### Set task:
Convert the rows from the start through the line containing "[[491, 251], [480, 316]]", inclusive, into a Markdown table with the columns Index and Content, numbering each line and leaving out blank lines.

### Provided material:
* * *

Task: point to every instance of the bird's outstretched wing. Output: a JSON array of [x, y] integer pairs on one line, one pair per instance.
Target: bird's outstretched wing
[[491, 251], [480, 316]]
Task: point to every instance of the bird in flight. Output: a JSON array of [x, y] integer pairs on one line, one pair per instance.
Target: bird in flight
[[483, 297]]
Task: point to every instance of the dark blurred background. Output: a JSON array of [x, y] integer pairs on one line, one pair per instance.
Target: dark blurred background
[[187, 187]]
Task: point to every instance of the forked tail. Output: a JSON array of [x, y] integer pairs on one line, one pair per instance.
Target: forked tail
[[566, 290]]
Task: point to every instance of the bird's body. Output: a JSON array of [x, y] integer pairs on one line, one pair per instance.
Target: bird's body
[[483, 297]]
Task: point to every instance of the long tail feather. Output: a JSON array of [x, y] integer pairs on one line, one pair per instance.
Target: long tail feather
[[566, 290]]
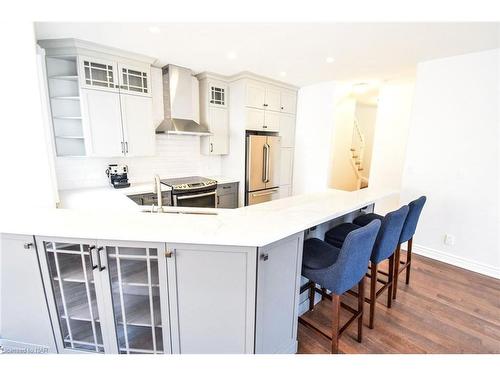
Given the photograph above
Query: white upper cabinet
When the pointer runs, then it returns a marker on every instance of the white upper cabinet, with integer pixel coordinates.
(273, 99)
(219, 140)
(271, 121)
(254, 119)
(287, 130)
(288, 101)
(137, 120)
(255, 95)
(98, 74)
(214, 114)
(135, 79)
(102, 123)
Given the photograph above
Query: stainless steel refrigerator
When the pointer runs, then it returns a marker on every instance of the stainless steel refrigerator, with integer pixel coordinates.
(262, 168)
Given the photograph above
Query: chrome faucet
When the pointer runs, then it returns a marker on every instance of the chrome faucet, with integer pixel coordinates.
(157, 191)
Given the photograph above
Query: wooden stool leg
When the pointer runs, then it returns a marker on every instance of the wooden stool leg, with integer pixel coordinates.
(408, 260)
(335, 323)
(390, 279)
(397, 258)
(361, 303)
(373, 293)
(311, 295)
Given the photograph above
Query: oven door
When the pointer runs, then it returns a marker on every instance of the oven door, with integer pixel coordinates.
(200, 199)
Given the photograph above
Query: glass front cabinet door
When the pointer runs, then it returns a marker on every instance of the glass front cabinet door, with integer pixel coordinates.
(106, 296)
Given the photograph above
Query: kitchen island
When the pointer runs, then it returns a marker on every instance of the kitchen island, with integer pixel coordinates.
(121, 280)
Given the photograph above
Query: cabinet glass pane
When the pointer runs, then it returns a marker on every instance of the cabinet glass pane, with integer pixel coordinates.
(97, 74)
(73, 286)
(217, 95)
(134, 80)
(135, 288)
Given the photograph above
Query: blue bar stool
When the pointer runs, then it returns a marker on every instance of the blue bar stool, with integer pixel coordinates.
(383, 249)
(407, 234)
(338, 270)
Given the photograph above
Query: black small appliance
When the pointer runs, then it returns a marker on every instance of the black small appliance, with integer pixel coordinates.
(117, 175)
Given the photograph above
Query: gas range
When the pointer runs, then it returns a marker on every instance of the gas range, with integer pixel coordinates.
(190, 184)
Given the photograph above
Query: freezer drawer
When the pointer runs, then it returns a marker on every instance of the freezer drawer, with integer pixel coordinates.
(262, 196)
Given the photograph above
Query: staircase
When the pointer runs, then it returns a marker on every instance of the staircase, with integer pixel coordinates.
(357, 151)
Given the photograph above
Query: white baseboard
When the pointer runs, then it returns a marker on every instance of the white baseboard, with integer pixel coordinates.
(457, 261)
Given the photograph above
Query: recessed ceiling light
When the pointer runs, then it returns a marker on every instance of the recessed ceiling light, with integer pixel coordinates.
(154, 29)
(231, 55)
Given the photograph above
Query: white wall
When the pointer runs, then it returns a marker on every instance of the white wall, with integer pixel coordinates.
(366, 115)
(177, 156)
(343, 176)
(394, 113)
(313, 137)
(453, 158)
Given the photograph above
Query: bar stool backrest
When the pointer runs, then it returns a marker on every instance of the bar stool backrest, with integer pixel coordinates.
(389, 234)
(411, 222)
(352, 262)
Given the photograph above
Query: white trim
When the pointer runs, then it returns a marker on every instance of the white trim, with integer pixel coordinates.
(458, 261)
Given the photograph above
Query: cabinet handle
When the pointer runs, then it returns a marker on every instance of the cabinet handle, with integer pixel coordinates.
(99, 258)
(91, 248)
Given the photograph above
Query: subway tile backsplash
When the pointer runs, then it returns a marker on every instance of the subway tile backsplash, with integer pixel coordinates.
(176, 156)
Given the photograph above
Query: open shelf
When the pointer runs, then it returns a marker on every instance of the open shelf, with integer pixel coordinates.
(137, 310)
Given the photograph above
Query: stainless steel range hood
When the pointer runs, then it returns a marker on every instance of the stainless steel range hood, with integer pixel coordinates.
(180, 103)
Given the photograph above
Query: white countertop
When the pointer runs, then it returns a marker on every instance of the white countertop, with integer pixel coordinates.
(107, 197)
(256, 225)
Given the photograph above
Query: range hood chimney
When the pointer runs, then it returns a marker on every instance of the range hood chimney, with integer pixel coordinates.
(180, 102)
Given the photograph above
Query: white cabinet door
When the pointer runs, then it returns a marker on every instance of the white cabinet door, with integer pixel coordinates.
(271, 121)
(137, 120)
(212, 296)
(219, 127)
(102, 120)
(25, 321)
(278, 285)
(135, 79)
(273, 99)
(254, 119)
(255, 95)
(288, 101)
(287, 130)
(98, 74)
(286, 166)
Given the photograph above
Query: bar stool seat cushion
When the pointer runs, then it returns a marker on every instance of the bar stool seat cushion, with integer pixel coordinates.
(318, 254)
(367, 218)
(336, 236)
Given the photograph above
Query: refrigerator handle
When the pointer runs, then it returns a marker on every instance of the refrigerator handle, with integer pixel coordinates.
(266, 168)
(264, 163)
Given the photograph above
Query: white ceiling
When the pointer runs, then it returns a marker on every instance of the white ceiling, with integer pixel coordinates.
(362, 51)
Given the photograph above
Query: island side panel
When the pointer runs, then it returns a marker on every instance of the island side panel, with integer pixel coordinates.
(278, 285)
(212, 297)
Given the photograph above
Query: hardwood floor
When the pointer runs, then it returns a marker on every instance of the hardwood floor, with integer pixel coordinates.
(445, 309)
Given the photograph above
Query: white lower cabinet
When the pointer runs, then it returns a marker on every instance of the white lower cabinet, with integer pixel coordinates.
(136, 297)
(278, 283)
(25, 325)
(106, 296)
(212, 295)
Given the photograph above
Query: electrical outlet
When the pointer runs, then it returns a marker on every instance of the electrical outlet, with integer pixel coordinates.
(449, 239)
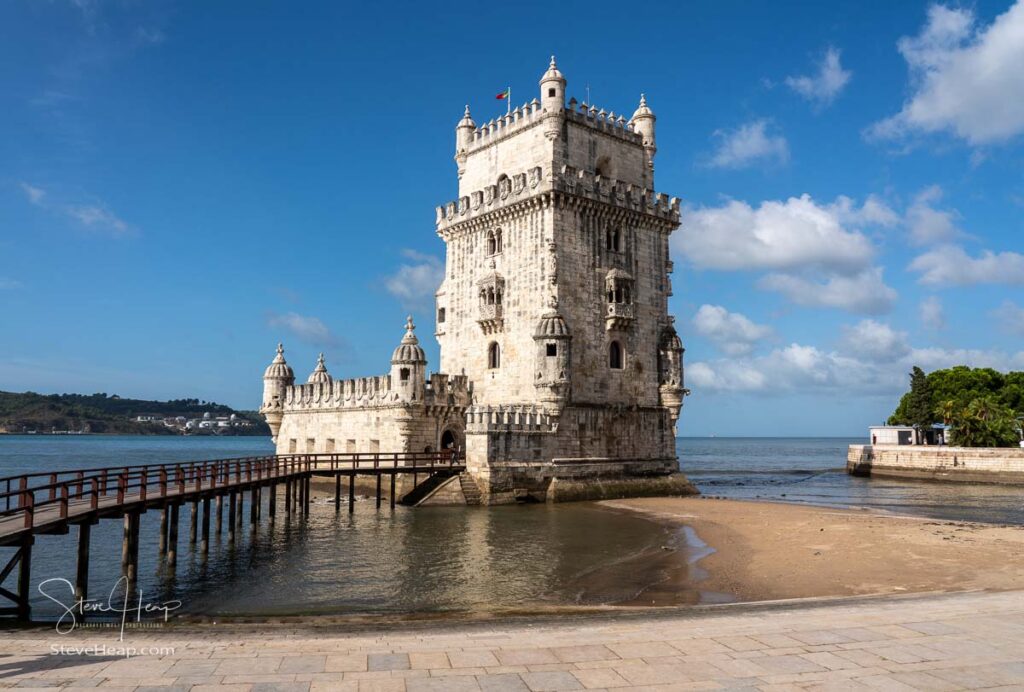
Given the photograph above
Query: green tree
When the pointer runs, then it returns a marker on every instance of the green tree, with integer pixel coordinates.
(985, 423)
(920, 407)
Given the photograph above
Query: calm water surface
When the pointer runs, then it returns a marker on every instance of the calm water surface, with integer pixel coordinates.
(458, 559)
(388, 561)
(813, 471)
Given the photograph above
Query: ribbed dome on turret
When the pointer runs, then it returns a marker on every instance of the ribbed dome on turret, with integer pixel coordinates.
(552, 74)
(552, 325)
(409, 350)
(642, 111)
(467, 120)
(279, 368)
(320, 374)
(670, 340)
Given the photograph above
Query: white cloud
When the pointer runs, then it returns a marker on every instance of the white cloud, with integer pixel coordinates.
(34, 193)
(875, 341)
(933, 315)
(94, 216)
(869, 365)
(1010, 317)
(797, 233)
(749, 144)
(950, 265)
(732, 333)
(307, 329)
(965, 79)
(864, 293)
(98, 218)
(928, 224)
(826, 85)
(416, 283)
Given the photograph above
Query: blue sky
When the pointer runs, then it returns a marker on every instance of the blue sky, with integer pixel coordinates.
(183, 184)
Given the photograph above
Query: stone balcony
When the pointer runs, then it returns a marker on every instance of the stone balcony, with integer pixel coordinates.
(619, 315)
(492, 317)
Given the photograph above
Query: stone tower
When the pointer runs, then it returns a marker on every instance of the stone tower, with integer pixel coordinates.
(276, 379)
(557, 280)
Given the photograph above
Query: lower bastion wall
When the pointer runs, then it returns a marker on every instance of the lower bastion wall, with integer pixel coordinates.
(584, 453)
(971, 465)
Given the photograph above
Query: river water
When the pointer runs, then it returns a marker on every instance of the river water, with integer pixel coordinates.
(455, 560)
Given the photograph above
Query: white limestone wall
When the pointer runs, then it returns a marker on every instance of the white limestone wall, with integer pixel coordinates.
(524, 265)
(385, 429)
(585, 146)
(525, 146)
(584, 264)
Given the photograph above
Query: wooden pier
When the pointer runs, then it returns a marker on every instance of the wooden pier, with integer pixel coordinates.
(48, 504)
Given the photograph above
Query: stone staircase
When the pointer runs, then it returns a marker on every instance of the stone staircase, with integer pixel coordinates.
(470, 489)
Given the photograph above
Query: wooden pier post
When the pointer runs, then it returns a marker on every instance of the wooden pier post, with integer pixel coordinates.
(194, 513)
(162, 543)
(132, 572)
(230, 516)
(82, 573)
(125, 545)
(172, 536)
(205, 542)
(25, 579)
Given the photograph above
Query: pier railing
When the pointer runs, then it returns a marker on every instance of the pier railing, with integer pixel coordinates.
(27, 495)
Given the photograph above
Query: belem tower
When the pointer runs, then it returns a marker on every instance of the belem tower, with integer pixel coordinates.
(561, 374)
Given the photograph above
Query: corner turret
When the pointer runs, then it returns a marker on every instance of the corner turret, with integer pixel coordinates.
(320, 376)
(553, 89)
(278, 377)
(553, 357)
(643, 124)
(670, 372)
(463, 137)
(409, 364)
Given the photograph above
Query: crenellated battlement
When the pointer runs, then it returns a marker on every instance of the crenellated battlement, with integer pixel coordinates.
(587, 184)
(606, 122)
(497, 129)
(509, 418)
(375, 391)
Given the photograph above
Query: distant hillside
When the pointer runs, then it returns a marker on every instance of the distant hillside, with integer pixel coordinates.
(112, 414)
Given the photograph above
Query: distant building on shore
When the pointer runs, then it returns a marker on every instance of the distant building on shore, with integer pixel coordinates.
(561, 371)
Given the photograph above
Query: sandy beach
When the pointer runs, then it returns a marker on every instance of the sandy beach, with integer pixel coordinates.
(767, 551)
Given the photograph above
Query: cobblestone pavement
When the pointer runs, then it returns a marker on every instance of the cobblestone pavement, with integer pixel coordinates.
(937, 642)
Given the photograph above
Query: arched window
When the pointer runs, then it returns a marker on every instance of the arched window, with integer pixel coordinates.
(612, 240)
(615, 355)
(494, 242)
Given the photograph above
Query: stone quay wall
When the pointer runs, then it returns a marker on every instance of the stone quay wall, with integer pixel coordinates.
(969, 465)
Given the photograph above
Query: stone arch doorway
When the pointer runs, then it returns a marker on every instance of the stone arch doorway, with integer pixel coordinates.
(452, 439)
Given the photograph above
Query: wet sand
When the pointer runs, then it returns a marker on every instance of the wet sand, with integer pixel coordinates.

* * *

### Task response:
| Index | Content |
|---|---|
| 1 | Task: point to every instance of the bird's outstretched wing. Output: a JSON array of [x, y] integer pairs on one line, one pair per instance. |
| 2 | Target: bird's outstretched wing |
| 3 | [[491, 251], [480, 316]] |